● Job
Copy out every line in the entries below that contains the word "pink".

● Provided information
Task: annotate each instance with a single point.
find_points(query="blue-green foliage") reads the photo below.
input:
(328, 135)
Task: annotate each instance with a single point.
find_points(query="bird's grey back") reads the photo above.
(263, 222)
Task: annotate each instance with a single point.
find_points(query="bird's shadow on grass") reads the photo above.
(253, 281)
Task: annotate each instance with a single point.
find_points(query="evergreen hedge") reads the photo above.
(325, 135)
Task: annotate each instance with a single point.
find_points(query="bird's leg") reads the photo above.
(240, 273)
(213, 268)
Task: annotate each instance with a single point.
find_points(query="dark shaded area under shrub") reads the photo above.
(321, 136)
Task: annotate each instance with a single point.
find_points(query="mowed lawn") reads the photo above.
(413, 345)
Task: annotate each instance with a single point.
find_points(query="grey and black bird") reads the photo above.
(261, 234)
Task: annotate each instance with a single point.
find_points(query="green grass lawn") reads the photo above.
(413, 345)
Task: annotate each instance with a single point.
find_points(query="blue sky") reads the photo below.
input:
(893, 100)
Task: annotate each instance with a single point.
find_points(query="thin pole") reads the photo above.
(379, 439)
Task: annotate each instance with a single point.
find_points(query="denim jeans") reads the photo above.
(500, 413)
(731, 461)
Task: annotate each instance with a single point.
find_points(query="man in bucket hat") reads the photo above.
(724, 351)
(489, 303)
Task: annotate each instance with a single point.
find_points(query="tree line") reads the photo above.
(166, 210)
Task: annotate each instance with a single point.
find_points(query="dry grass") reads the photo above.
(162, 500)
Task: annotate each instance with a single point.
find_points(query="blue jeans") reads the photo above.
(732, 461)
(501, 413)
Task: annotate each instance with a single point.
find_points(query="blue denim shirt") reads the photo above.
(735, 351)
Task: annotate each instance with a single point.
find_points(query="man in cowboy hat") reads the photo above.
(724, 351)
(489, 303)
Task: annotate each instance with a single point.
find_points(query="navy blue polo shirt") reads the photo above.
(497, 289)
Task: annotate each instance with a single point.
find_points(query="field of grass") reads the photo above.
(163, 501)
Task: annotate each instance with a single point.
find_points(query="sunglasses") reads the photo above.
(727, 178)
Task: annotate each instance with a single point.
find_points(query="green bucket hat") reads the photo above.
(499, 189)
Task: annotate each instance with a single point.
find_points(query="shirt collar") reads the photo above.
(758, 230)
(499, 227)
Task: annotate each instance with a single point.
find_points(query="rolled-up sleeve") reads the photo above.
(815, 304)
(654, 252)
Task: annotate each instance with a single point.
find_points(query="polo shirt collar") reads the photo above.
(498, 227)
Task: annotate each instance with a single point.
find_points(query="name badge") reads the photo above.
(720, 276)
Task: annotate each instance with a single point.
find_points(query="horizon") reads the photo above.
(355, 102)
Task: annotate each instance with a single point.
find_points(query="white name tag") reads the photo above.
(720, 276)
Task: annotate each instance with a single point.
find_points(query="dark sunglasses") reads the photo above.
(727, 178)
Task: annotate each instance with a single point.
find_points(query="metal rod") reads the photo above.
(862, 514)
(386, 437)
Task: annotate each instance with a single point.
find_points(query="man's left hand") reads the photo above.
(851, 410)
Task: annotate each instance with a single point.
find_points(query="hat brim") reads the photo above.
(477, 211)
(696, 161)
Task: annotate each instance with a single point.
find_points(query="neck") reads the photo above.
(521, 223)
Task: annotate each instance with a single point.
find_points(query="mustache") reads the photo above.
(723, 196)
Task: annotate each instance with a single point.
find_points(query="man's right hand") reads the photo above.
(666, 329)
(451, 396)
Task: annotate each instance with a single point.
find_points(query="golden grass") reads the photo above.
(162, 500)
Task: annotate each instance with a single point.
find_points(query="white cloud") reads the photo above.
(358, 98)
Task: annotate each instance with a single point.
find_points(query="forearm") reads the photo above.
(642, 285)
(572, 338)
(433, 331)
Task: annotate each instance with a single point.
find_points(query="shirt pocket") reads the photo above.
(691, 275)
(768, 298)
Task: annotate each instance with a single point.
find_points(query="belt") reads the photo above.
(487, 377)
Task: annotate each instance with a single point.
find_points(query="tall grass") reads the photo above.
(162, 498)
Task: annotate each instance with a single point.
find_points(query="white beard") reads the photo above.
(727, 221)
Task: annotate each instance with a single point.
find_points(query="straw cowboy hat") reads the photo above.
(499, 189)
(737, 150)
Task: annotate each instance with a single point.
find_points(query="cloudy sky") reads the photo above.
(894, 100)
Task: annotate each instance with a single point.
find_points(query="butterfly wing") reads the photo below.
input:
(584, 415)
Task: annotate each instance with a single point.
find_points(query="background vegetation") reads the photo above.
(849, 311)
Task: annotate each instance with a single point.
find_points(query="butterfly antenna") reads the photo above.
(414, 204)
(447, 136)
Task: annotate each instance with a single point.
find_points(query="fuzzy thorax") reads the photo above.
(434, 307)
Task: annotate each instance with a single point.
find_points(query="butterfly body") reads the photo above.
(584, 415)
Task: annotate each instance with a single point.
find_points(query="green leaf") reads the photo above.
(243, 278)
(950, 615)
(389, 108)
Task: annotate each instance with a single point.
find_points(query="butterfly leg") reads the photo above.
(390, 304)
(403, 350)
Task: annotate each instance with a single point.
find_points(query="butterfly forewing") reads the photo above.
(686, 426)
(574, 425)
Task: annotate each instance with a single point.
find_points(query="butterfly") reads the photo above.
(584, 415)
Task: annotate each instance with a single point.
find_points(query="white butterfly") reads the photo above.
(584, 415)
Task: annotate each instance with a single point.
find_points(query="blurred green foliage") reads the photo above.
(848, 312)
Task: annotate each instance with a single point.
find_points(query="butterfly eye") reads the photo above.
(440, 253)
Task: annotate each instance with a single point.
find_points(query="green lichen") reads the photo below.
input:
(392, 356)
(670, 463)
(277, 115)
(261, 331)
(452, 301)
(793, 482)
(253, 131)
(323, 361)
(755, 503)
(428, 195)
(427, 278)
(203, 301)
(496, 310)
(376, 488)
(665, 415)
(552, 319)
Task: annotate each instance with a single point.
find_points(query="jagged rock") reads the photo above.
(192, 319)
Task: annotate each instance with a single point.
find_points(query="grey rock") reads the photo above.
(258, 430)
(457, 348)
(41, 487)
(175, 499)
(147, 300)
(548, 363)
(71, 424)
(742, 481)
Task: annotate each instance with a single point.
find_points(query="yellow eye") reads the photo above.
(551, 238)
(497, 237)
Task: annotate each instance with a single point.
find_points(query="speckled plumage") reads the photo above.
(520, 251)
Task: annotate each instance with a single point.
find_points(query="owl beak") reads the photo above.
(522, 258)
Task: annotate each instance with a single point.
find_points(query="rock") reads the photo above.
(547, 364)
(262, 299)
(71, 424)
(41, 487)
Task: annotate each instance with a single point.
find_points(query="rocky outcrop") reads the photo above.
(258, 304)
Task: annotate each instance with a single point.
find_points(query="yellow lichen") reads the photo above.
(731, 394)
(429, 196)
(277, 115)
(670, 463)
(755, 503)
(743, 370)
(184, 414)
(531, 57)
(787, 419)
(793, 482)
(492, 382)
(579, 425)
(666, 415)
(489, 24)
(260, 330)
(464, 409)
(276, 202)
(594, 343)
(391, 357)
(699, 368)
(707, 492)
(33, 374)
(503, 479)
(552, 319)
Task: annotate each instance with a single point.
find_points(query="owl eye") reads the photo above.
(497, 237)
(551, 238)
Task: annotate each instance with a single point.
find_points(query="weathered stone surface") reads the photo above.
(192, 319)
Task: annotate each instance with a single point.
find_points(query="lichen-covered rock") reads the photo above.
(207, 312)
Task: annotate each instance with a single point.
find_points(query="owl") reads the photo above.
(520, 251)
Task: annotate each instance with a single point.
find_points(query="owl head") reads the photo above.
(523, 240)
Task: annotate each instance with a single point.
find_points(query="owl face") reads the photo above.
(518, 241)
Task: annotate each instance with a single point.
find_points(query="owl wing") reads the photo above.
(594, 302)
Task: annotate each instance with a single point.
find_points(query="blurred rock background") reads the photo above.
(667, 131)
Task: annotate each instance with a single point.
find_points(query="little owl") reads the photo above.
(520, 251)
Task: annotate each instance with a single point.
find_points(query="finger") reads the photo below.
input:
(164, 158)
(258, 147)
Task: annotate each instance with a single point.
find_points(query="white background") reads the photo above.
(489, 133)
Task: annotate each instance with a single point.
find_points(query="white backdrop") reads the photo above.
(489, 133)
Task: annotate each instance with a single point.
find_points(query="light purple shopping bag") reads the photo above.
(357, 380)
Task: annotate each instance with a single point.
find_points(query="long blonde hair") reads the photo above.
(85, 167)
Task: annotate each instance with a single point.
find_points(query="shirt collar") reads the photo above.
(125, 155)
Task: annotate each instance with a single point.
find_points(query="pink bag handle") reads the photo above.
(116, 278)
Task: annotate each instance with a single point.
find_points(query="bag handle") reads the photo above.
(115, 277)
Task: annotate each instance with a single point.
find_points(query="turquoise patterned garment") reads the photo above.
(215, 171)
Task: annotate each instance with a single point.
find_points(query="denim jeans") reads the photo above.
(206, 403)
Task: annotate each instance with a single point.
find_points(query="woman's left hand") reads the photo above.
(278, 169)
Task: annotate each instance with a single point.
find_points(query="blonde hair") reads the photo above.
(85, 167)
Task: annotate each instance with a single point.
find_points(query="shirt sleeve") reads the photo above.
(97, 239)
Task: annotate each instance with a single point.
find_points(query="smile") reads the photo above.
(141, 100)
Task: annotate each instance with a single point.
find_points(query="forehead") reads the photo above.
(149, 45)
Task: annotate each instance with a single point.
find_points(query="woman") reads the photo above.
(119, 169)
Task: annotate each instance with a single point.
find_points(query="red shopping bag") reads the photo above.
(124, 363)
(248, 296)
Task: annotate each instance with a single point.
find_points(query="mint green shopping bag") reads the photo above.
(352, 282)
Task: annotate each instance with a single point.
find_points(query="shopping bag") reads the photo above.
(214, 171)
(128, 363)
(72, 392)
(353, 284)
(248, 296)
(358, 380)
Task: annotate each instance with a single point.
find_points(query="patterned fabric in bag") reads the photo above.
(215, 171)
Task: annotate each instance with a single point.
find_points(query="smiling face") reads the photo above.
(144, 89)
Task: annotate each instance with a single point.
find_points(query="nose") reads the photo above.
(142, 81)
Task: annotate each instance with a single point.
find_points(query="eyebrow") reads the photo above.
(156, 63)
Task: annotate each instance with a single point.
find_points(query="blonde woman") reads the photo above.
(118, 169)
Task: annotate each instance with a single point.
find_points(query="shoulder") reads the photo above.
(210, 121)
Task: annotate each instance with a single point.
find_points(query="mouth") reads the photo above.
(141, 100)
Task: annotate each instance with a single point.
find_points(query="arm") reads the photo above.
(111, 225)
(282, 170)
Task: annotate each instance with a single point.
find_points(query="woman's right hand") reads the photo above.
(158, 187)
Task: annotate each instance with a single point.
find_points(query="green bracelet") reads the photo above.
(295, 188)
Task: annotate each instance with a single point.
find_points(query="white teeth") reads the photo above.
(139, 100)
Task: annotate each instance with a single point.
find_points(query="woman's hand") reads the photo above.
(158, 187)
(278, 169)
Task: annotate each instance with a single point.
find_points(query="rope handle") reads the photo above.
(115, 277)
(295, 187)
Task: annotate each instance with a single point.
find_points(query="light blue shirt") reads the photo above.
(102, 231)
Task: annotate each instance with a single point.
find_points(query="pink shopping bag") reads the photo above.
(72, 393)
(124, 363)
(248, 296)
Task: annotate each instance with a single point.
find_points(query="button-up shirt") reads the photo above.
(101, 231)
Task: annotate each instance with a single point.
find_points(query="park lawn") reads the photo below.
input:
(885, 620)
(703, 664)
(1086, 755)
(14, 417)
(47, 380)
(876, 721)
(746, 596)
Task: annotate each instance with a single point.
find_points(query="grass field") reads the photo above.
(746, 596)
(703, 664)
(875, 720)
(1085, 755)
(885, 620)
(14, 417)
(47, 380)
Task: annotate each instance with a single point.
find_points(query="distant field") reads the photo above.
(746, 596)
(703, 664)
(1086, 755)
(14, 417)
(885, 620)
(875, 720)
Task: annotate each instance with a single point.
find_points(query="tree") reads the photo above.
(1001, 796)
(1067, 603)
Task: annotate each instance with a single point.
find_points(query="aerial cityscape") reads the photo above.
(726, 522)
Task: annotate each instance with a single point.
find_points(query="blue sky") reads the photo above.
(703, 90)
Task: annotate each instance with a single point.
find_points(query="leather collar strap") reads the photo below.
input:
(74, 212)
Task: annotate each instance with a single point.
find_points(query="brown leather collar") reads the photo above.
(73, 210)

● Reply
find_points(query="pink bag handle") reads the photo above.
find_points(query="pink shopping bag") reads the photo above.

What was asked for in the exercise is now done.